* **Data shown**:
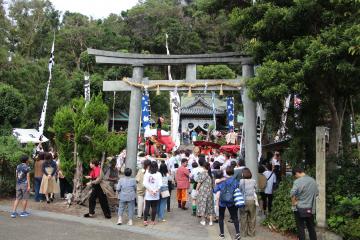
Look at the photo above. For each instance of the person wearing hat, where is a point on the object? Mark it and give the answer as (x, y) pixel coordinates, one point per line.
(112, 173)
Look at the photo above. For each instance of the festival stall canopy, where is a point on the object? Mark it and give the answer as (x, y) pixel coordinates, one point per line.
(232, 149)
(206, 144)
(28, 135)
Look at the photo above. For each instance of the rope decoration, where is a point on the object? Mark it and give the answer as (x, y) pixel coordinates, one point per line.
(189, 85)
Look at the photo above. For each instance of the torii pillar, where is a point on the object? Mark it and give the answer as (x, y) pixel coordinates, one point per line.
(134, 119)
(249, 122)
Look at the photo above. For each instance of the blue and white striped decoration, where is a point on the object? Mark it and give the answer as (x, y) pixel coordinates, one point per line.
(239, 198)
(145, 112)
(230, 112)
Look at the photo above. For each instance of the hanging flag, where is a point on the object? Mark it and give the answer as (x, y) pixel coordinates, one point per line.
(260, 120)
(43, 112)
(174, 105)
(281, 133)
(297, 106)
(230, 112)
(213, 108)
(175, 118)
(241, 151)
(87, 87)
(145, 113)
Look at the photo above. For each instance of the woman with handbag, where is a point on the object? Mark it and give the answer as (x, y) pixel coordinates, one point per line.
(49, 185)
(164, 192)
(248, 214)
(227, 200)
(205, 197)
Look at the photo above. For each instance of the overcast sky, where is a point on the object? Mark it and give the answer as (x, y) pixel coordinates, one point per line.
(94, 8)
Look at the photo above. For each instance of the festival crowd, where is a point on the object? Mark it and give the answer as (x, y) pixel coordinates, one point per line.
(206, 185)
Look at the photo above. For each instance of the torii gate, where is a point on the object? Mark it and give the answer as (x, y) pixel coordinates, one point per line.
(138, 61)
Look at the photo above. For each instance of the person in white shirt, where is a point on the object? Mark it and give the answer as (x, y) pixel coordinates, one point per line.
(152, 183)
(276, 165)
(218, 157)
(271, 180)
(120, 160)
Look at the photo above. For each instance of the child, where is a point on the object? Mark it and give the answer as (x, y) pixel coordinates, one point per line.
(193, 175)
(22, 186)
(126, 189)
(219, 177)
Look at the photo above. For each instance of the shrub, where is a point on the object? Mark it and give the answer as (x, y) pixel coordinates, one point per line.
(282, 216)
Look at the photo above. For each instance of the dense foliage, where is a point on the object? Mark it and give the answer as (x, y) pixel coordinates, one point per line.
(85, 125)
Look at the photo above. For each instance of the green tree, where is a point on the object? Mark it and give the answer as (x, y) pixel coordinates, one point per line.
(12, 105)
(35, 22)
(82, 128)
(304, 48)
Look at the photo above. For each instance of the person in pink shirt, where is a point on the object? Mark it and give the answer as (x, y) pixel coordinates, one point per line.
(183, 184)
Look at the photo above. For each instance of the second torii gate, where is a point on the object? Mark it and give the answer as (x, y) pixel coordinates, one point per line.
(138, 61)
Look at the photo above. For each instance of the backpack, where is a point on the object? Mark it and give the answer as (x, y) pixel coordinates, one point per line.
(227, 193)
(239, 198)
(262, 181)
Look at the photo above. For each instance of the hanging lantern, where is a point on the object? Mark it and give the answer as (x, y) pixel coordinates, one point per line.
(158, 91)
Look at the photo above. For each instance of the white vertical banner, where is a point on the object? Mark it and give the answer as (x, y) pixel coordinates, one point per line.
(282, 130)
(260, 120)
(43, 111)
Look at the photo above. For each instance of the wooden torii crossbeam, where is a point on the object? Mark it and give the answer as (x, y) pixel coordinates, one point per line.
(137, 82)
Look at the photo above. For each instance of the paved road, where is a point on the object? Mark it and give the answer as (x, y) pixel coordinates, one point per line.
(35, 228)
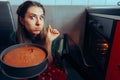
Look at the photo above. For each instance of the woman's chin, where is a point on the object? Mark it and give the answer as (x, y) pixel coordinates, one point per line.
(36, 32)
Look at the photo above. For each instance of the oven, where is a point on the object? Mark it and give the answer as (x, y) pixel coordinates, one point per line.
(99, 36)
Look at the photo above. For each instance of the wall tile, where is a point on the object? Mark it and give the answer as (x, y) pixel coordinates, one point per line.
(79, 2)
(63, 2)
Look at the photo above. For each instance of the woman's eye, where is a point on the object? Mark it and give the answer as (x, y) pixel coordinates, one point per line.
(41, 17)
(32, 17)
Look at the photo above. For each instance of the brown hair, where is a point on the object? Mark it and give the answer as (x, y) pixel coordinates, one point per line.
(21, 32)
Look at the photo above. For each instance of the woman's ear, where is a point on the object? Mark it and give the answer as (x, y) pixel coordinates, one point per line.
(22, 21)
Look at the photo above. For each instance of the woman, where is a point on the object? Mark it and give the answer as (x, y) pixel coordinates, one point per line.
(31, 29)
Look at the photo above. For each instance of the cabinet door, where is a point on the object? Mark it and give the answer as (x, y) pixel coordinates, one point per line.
(113, 71)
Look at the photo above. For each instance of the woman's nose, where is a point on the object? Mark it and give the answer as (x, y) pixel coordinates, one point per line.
(38, 22)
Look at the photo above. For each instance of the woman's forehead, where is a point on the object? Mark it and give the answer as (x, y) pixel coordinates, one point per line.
(35, 10)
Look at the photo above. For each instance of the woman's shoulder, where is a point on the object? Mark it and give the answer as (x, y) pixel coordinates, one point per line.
(12, 38)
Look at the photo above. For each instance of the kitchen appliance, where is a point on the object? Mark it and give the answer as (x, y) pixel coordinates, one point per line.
(99, 41)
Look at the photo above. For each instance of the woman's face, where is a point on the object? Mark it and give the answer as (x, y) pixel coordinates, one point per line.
(33, 20)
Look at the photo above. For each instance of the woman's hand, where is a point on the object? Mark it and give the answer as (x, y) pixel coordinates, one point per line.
(52, 33)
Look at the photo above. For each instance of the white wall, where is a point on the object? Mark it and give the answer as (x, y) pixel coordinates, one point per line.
(69, 2)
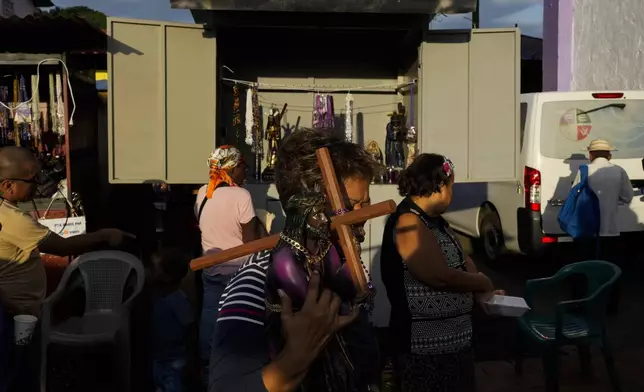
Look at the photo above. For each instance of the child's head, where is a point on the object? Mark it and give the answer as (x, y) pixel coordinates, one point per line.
(170, 266)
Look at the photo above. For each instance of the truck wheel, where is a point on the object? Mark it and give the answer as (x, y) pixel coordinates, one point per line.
(491, 242)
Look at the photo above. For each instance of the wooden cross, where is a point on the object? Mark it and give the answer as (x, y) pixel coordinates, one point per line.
(340, 223)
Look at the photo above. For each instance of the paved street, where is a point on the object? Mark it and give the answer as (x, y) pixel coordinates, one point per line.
(495, 338)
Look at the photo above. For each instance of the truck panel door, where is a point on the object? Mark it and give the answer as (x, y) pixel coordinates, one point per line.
(470, 86)
(161, 101)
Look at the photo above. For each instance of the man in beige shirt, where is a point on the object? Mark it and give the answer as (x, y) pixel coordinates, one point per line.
(23, 281)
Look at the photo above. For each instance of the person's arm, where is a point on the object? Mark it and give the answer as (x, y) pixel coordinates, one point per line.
(577, 179)
(470, 266)
(240, 359)
(626, 189)
(419, 249)
(252, 227)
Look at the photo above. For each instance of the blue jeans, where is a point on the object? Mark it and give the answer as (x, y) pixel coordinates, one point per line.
(168, 375)
(213, 288)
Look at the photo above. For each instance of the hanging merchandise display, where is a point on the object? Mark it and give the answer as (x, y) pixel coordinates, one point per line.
(412, 137)
(53, 125)
(4, 116)
(376, 153)
(348, 119)
(16, 102)
(60, 109)
(257, 135)
(273, 136)
(329, 115)
(236, 113)
(250, 141)
(35, 112)
(319, 111)
(23, 116)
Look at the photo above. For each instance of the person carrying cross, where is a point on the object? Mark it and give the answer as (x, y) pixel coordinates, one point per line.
(240, 357)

* **Problem to work on**: Copy every entry above exactly as it stands, but leave the pictures out.

* **Output of the exercise**:
Look at the photo above. For each instance of the person wearing hat, where is a point on the object? Mark it and give the answer as (x, y) pixel coordinates, one point per line.
(112, 173)
Look at the photo above. For each instance of the festival stall canopy, where is a point on the object? Mark it and give the answer as (x, y) pixel coordinates, one point per line.
(232, 149)
(206, 144)
(28, 135)
Look at the photo above. For each instance of the rope decoration, where is a point on the object? Mark it and give the answer as (x, y) pixel coordinates, one point per line.
(189, 85)
Look at the photo above. For each instance of the torii pillar, where is a point on the object? Mark it and give the answer as (x, y) pixel coordinates, one point per line.
(134, 119)
(249, 122)
Look at the photo above. For each instance of the blue and white striped decoration, where is a point on the object? Mark it and give the answer as (x, y) pixel coordinates, one point per line.
(239, 198)
(145, 112)
(230, 112)
Look at the photo above. For each instance of the hanging flag, where is a point on the object? Mark it and give the answer as (x, y) pixel coordinates, one point per line.
(260, 120)
(43, 112)
(174, 105)
(281, 133)
(297, 106)
(230, 112)
(213, 108)
(175, 118)
(241, 151)
(87, 87)
(145, 113)
Look at the photo above. For each instance of the woman with handbag, where is a point on the object? Mark it and give the answer as (x, y) pixel coordinates, one point per line.
(49, 185)
(164, 192)
(248, 214)
(227, 200)
(205, 197)
Look at the photo above. For each instance of the overcast sky, where is a point on the object? Mark it and give the answer as (x, y) pixel coordinates, one point per line.
(94, 8)
Look at the photo above. For each instance of the festival crowd, where is a point on the object? Mark it and give the answer as (x, y) pixel coordinates, one point per line.
(206, 185)
Look at the photo above. For each instance of the torii gate, where is a point on the object? Mark it and give the answer as (x, y) pixel coordinates, one point per line.
(138, 61)
Look at the photo above. For each instance of the person in white shirt, where is a point on the object? Mark it and give the answer as (x, y) pixel coordinates, one point per line.
(152, 183)
(276, 165)
(218, 157)
(271, 180)
(120, 160)
Look at the photo above. For each instance of the child, where is a point on the object? Mark it and give the answer as (x, y) pixel coordinates, one point per line.
(193, 175)
(22, 186)
(126, 189)
(219, 177)
Look at the photo above. For each instance of the shrub, where is a point on the object? Mark it and give the answer as (x, y) pixel coordinates, one point per line.
(282, 216)
Look at the photo above. For each instance of the dense foliage, where is a point on the object? Mark it and give the answer as (x, y) pixel coordinates, one point per line.
(85, 125)
Look at the photo above. For each instance of the green tree, where is a point on the object? Mark it and give the answer as (x, y) pixel coordinates, one point per line.
(12, 105)
(35, 22)
(82, 128)
(304, 48)
Look at the photo above. For each instance of the person in pink shirt, where is a point on the object? Mark it and give the answer as (x, y) pixel coordinates, one point per line.
(183, 184)
Look at the photo above. For each instance of the second torii gate, where is a point on the object? Mark it and give the answer as (x, y) pixel coordinates, one point per line.
(138, 61)
Look at the photo above. For each instance of the backpack, where is a point on the object? Mark it and give the answer as (x, y) pixel coordinates, one point per line.
(227, 193)
(239, 198)
(262, 181)
Look at the photo above. For each instance of the hanging lantern, where is a point on the object? Mark it and give the answer as (x, y) pixel coordinates, one point per line.
(158, 91)
Look at the photo above. For each instance of the white vertical banner, where is a point on the object? Mark it and give the answer as (x, y) pixel coordinates, one point per line.
(282, 130)
(260, 120)
(43, 111)
Look at the photo above. For each instance of the wooden torii crossbeam, where is a point on the object? Mark it and give the answer as (x, y) pixel coordinates, one point per line.
(137, 82)
Look at the photo above. For each instance of the paved road, where is a point on the object? Mark it and give the answer as (x, y) pixel coordinates, one point per line.
(35, 228)
Look at the photo above. For each instance of the woman's chin, where is a point on the object? Mark it and give the answer as (x, y) pixel coordinates, one point per line.
(36, 32)
Look at the photo above. For each instance of the oven, where is a point on the object? Mark it and give the answer as (x, y) pixel coordinates, one point per line.
(99, 36)
Look at the photo above. For each instance of the wall tile, where is a point on the object? Mark it and give the answer as (x, y) pixel coordinates, one point per line.
(79, 2)
(63, 2)
Look at the photo above. For each instance of the woman's eye, where is a point on the object? Mark it and give the answer as (x, y) pixel coordinates, one point per line.
(41, 17)
(32, 17)
Look at the photo above. For each instance of the brown hair, where is a point on the object? Mark it and give the answer as (x, y) pixel coordinates, one point per line.
(21, 32)
Look at the photo above. For each instance of the woman's ear, where is a point on the object? Mark it and give the answer as (x, y) pixel coordinates, one point per line.
(22, 21)
Look at the photo above. For each instance of the woman, where is a point on the object? Mark it and give the answer as (x, y) pixel coordinates, one point per line.
(31, 29)
Look at the photo above. For each instance of the cabinet door, where is a point on the object? Mark it and give the answer as (x, y) pixel coordinates, one point per line.
(113, 71)
Look at the photo above. For each instance of the woman's nose, where is a point on the object? Mark it and give the answer as (x, y) pixel coordinates, one point per line.
(38, 22)
Look at the photo above. For each instance of the woman's forehead, where is a point on the object? Mark it and give the answer as (x, y) pixel coordinates, one point per line.
(35, 10)
Look at the photo above. For each instance of the woman's shoulder, where is a point on the object? Mark it and give the answer as (x, y) pixel coordinates, one point per line.
(12, 38)
Look at the photo above. For each instance of the kitchen appliance, where is a point on the object? Mark it and give the answer as (x, y) pixel coordinates, one point per line.
(99, 41)
Look at the photo above. For each instance of the woman's face, where is a point on the object? Mark it and give the answer as (x, y) pixel coordinates, one point per line.
(33, 20)
Look at the photo above. For each instance of the woman's hand, where is a point on the object? Mark it and give the answer as (x, y) pixel coordinates, one point per line.
(52, 33)
Look at the photo above. For each instance of the white wall, where is a point on the object? Mark it and give the answer as (x, y) pixel coordinates, one point per line.
(69, 2)
Look at the photo above. For each instance of the child's head, where is a point on the object? Mark it and give the answer as (x, y) pixel coordinates, one point per line.
(170, 266)
Look at the photo above. For each instance of the truck wheel, where is a point on the object? Mark it and give the answer as (x, y) pixel coordinates, one point per line.
(491, 242)
Look at the photo above. For each instance of the wooden cross, where is a point on the object? Mark it and give the answer as (x, y) pixel coordinates, one point per line.
(340, 223)
Look at the photo above. For each instance of the paved street, where is a point on the object? Mark it and give the answer as (x, y) pixel coordinates, one point per line.
(495, 338)
Look at the photo above. For each instance of the truck panel door, where is a point on the object? Mark it and give the answer as (x, y) pixel coordinates, one point per line.
(470, 86)
(161, 101)
Look at the photo above. For each instance of the man in beige shirt, where is a point on the object? Mark it and give the answer as (x, y) pixel coordinates, one point per line.
(23, 281)
Look at the photo above. For each instance of the person's arm, where is a point on the object? Mark it and give the answer as (x, y) pixel coordinates, one point per line.
(577, 179)
(470, 266)
(240, 359)
(626, 189)
(419, 249)
(252, 227)
Look at the photo above. For each instance of the blue jeans, where is a point on the object? Mark it and give the answer as (x, y) pixel coordinates, one point per line.
(168, 375)
(213, 288)
Look at the photo above. For each instance of the hanging merchandise display, where is a point on the object? Mark it and give the answer as (x, y) pixel coordinates, one point per line.
(412, 137)
(53, 125)
(4, 116)
(376, 153)
(348, 119)
(16, 102)
(60, 109)
(257, 135)
(273, 136)
(329, 115)
(236, 113)
(250, 141)
(35, 112)
(319, 111)
(23, 116)
Look at the photo above. For each instance of the person carrying cross, where is a point on the object? Mark it and give the answer as (x, y) pixel coordinates, one point per line.
(240, 357)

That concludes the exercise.